**Work instruction**
Your task is to print all of the data below exactly, with no pictures included.

Referring expression data:
BEGIN
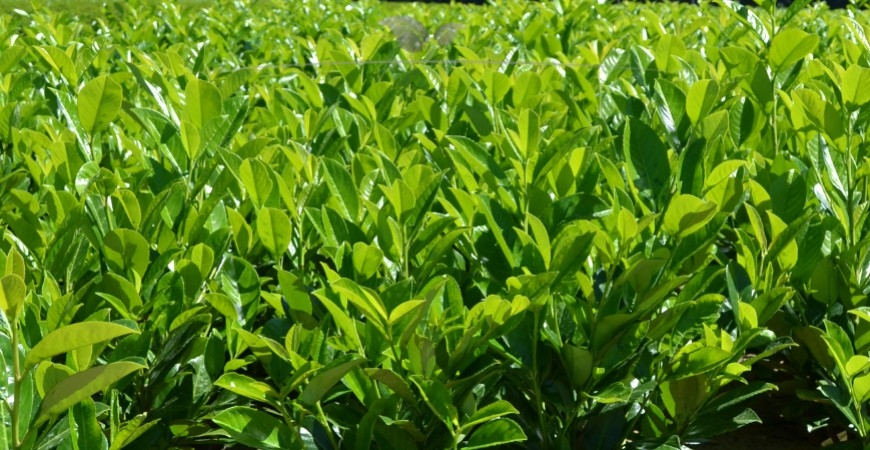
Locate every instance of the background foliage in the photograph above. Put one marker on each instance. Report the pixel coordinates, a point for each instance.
(268, 225)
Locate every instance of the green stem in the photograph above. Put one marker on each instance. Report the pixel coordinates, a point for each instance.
(16, 367)
(536, 383)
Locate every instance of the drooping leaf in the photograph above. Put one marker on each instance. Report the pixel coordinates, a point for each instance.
(80, 386)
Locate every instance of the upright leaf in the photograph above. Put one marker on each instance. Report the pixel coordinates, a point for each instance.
(99, 102)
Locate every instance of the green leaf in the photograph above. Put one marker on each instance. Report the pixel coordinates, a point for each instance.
(15, 264)
(99, 102)
(81, 386)
(437, 396)
(683, 397)
(700, 99)
(367, 260)
(127, 249)
(328, 377)
(202, 102)
(247, 387)
(190, 139)
(687, 214)
(341, 185)
(855, 87)
(131, 430)
(393, 381)
(691, 360)
(71, 337)
(489, 412)
(47, 375)
(256, 429)
(790, 46)
(89, 434)
(647, 158)
(497, 432)
(273, 229)
(12, 292)
(257, 180)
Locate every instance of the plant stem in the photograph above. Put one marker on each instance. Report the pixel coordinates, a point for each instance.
(536, 383)
(16, 367)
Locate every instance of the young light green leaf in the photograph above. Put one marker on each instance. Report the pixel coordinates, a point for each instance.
(81, 386)
(855, 86)
(12, 292)
(15, 264)
(99, 103)
(273, 229)
(497, 432)
(489, 412)
(367, 260)
(687, 214)
(131, 430)
(341, 185)
(790, 46)
(127, 249)
(328, 377)
(71, 337)
(257, 180)
(700, 99)
(256, 429)
(647, 157)
(247, 387)
(202, 102)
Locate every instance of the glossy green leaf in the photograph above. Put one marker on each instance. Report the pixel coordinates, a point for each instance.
(202, 102)
(855, 86)
(127, 250)
(321, 383)
(81, 386)
(700, 99)
(74, 336)
(494, 433)
(790, 46)
(247, 387)
(12, 292)
(99, 102)
(256, 429)
(273, 229)
(647, 157)
(687, 214)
END
**Your solution**
Locate every instance of the background foliage in the photograph above. Put one marker on each instance. Report the pixel coordinates, a point for each instance.
(268, 225)
Locate every instance of the green stem in the photograph above. Put one marker on each instance. Report the pixel coordinates, a point for each instance.
(16, 367)
(536, 383)
Locate every instance of the drooping leaf in the photograph above. Put one marker on each instance. Report the pixel coordinates, a point for each instance.
(80, 386)
Locate every instance of the upright leaf in the photograph above. Put one marker on each instance. Report the pixel coordinates, a point for each instance.
(99, 102)
Locate every instance of the green leaf in the photograph above. Put one marker on each instance. Report the pixel coordinates, a point for each instance.
(15, 264)
(99, 102)
(81, 386)
(437, 396)
(683, 397)
(700, 99)
(367, 260)
(127, 249)
(328, 377)
(202, 102)
(247, 387)
(190, 139)
(687, 214)
(341, 185)
(855, 87)
(131, 430)
(393, 381)
(691, 360)
(71, 337)
(489, 412)
(47, 375)
(256, 429)
(790, 46)
(89, 434)
(647, 158)
(497, 432)
(273, 229)
(12, 292)
(257, 180)
Locate every instance of the plant stem in the photograph above. Put one marker on each instance. Report the pixel coordinates, a point for each instance.
(536, 383)
(16, 367)
Locate every instance of the young light green leaf in the photograph above. Put one marker on each instance. Report the pixel coordinates, a point for each instance.
(81, 386)
(855, 86)
(12, 292)
(15, 264)
(99, 103)
(273, 229)
(497, 432)
(489, 412)
(367, 260)
(687, 214)
(131, 430)
(341, 185)
(790, 46)
(127, 249)
(328, 377)
(71, 337)
(257, 180)
(700, 99)
(256, 429)
(647, 157)
(247, 387)
(202, 102)
Locate every instance of the glossy green leaf in the photograph above. Put one marker on each instance. Report the pixel coordinates, a point for each instance.
(202, 102)
(855, 86)
(127, 250)
(321, 383)
(81, 386)
(700, 99)
(74, 336)
(494, 433)
(790, 46)
(247, 387)
(12, 292)
(99, 102)
(256, 429)
(273, 229)
(647, 157)
(687, 214)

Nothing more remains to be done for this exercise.